● **PROBLEM STATEMENT**
Could you pull out every line of the listing below and reproduce each one word for word, without any changes?

● **GIVEN INFORMATION**
=======
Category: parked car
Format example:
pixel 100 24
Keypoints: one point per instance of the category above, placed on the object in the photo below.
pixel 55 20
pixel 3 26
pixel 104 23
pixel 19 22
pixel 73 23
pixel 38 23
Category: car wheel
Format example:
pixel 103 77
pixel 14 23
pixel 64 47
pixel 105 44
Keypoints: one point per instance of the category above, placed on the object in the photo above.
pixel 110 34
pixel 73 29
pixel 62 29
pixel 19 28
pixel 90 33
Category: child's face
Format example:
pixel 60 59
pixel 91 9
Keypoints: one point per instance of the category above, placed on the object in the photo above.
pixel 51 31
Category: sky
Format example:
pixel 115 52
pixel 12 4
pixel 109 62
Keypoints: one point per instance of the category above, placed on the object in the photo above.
=======
● **EXPECTED ANSWER**
Category: parked car
Format example:
pixel 100 24
Keypoints: one point per instance of the category above, placed on the object in the photo below.
pixel 55 20
pixel 3 26
pixel 104 23
pixel 19 22
pixel 73 23
pixel 38 23
Category: car wheel
Format example:
pixel 103 77
pixel 14 23
pixel 64 47
pixel 105 44
Keypoints: one point per instance of the category above, placed on the object in the photo above.
pixel 110 34
pixel 73 29
pixel 62 29
pixel 19 28
pixel 90 33
Category: child's face
Format example:
pixel 60 59
pixel 91 9
Keypoints: one point per instance of the category above, placed on the object in the photo above.
pixel 51 31
Category: sky
Format example:
pixel 115 52
pixel 12 4
pixel 109 62
Keypoints: one point per instance of the category above, placed on the object in the photo above.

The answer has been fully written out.